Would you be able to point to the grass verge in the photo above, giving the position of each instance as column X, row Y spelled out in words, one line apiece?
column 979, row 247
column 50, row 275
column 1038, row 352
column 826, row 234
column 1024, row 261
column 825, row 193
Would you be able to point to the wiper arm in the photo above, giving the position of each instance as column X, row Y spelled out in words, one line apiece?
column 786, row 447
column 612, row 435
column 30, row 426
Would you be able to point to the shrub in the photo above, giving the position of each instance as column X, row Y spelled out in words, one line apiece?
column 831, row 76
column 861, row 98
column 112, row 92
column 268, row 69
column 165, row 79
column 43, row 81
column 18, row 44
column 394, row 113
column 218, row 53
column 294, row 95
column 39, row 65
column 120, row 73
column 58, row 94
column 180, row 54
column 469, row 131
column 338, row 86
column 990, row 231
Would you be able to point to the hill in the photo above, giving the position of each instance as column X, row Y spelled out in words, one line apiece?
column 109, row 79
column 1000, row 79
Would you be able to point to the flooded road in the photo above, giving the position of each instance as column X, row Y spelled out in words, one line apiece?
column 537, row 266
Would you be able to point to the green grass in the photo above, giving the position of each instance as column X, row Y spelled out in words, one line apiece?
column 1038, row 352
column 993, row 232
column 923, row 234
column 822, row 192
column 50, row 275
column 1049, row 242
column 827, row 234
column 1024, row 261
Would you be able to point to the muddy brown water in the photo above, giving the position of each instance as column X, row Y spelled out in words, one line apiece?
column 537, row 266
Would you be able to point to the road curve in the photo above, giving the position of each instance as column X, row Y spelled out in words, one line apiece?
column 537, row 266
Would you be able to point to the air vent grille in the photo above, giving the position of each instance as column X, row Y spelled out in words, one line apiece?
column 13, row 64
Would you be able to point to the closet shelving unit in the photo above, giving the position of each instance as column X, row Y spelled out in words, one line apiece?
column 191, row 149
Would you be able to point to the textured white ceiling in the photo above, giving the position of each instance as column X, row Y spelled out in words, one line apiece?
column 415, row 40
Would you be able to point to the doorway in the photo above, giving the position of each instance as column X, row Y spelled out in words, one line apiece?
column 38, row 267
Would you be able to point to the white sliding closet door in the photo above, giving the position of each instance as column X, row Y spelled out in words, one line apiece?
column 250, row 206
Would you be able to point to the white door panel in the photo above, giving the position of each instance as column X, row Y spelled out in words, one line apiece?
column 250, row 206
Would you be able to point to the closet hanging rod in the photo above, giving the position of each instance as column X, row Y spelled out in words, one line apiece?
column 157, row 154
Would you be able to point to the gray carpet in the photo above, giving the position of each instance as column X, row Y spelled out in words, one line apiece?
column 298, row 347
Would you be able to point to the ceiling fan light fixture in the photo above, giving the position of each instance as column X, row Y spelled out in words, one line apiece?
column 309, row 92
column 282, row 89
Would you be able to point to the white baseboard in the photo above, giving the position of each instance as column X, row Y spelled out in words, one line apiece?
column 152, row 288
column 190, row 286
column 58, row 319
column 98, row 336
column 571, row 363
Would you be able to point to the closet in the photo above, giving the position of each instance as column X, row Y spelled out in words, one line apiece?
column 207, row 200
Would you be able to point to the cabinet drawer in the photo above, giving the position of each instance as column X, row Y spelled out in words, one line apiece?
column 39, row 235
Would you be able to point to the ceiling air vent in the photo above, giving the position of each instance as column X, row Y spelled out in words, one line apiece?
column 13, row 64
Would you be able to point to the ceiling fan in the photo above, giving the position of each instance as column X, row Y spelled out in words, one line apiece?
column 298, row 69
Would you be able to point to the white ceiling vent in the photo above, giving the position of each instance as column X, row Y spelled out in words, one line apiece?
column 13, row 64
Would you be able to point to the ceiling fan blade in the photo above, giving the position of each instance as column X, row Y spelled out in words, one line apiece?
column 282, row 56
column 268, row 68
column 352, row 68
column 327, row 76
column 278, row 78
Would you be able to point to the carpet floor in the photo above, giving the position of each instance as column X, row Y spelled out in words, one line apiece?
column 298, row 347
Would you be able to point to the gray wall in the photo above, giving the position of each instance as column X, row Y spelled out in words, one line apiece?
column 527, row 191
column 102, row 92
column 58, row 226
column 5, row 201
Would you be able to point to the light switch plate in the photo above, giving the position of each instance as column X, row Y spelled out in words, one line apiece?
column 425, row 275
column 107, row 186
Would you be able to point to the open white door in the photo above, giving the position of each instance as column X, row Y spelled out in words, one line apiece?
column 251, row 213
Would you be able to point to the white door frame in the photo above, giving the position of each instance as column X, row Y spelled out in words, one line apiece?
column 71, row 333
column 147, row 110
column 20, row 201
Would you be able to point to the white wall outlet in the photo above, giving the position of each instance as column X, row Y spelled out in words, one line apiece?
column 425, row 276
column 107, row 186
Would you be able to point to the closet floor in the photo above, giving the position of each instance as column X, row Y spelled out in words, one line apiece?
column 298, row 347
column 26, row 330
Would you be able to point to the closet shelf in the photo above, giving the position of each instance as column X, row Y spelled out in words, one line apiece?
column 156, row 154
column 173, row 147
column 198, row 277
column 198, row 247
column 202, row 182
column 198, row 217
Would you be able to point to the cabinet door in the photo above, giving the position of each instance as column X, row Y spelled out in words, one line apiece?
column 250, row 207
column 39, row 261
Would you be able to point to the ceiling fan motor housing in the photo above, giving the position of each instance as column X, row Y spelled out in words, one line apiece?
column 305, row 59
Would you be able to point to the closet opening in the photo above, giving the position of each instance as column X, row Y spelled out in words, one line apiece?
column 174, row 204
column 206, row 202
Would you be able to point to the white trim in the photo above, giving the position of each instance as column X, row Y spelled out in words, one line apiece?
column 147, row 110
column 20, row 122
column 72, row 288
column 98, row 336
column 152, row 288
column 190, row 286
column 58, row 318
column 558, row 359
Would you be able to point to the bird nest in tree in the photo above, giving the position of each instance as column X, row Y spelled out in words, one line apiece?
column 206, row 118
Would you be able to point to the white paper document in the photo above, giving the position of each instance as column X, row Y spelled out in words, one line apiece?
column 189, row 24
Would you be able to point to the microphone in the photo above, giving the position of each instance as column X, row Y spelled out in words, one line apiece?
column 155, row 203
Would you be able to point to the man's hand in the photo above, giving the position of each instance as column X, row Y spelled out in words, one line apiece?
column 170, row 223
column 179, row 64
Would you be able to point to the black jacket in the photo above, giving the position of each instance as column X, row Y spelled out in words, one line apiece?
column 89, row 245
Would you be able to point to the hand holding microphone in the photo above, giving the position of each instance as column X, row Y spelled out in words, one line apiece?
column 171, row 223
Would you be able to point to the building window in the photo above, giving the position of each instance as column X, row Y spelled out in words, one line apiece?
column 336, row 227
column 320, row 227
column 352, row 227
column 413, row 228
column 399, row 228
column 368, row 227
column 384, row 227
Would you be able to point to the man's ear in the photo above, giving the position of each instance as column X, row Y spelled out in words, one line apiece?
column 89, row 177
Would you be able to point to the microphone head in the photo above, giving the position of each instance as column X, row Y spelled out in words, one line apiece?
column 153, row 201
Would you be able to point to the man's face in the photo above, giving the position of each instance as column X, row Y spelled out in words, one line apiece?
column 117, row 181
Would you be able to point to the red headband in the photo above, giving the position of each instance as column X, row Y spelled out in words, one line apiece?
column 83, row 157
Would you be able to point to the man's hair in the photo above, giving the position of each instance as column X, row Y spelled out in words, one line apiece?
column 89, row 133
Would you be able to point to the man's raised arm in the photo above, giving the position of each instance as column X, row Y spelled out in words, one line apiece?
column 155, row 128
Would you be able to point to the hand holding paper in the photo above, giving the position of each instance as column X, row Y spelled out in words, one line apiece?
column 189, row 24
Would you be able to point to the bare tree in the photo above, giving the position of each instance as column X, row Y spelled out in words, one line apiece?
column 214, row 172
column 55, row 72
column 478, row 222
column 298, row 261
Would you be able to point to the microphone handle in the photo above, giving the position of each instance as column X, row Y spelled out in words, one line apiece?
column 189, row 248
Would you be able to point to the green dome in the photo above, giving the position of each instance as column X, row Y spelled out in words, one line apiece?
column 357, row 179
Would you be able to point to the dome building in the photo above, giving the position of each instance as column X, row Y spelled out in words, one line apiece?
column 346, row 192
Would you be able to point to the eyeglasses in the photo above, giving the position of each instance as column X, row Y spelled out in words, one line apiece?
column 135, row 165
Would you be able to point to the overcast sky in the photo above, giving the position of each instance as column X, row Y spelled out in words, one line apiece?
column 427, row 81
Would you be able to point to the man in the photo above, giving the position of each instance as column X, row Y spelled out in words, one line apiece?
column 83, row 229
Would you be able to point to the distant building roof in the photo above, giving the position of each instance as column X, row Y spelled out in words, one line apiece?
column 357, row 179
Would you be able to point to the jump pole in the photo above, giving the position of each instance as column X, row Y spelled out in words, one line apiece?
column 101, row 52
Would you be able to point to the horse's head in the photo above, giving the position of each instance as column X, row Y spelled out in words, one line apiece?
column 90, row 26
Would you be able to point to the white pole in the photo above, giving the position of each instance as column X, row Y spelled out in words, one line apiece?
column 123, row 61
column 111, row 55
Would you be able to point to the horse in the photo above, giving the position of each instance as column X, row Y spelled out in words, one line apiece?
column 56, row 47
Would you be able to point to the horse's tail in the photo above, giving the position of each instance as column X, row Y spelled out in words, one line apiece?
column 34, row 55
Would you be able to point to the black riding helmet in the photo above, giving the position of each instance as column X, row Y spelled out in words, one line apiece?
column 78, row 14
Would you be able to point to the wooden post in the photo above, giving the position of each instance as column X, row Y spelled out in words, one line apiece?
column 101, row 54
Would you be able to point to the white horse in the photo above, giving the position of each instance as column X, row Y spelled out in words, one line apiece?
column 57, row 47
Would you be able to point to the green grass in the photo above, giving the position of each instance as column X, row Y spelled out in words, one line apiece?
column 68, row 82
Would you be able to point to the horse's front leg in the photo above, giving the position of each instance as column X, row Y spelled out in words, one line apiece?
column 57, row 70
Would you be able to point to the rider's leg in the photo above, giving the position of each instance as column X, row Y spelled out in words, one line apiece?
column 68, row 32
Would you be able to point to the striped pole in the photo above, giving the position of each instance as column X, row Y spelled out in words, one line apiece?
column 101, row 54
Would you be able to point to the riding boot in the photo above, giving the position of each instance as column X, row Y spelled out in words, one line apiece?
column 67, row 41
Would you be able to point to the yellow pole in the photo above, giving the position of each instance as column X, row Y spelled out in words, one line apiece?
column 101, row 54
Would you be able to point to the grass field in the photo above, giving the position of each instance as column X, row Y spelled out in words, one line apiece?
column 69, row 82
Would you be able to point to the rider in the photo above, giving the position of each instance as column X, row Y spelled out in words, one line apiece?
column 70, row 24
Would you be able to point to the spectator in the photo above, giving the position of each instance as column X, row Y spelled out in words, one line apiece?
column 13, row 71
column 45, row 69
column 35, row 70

- - - - - - -

→ **WHAT IS ASKED**:
Could you copy out the rows verbatim, starting at the first line of the rows above and ending at the line that contains "column 825, row 193", with both of those lines included?

→ **WORKED ANSWER**:
Would you be able to point to the grass verge in the photo above, giving the position of each instance as column X, row Y spelled out in words, one line apiece?
column 979, row 247
column 50, row 275
column 1038, row 352
column 826, row 234
column 1024, row 261
column 825, row 193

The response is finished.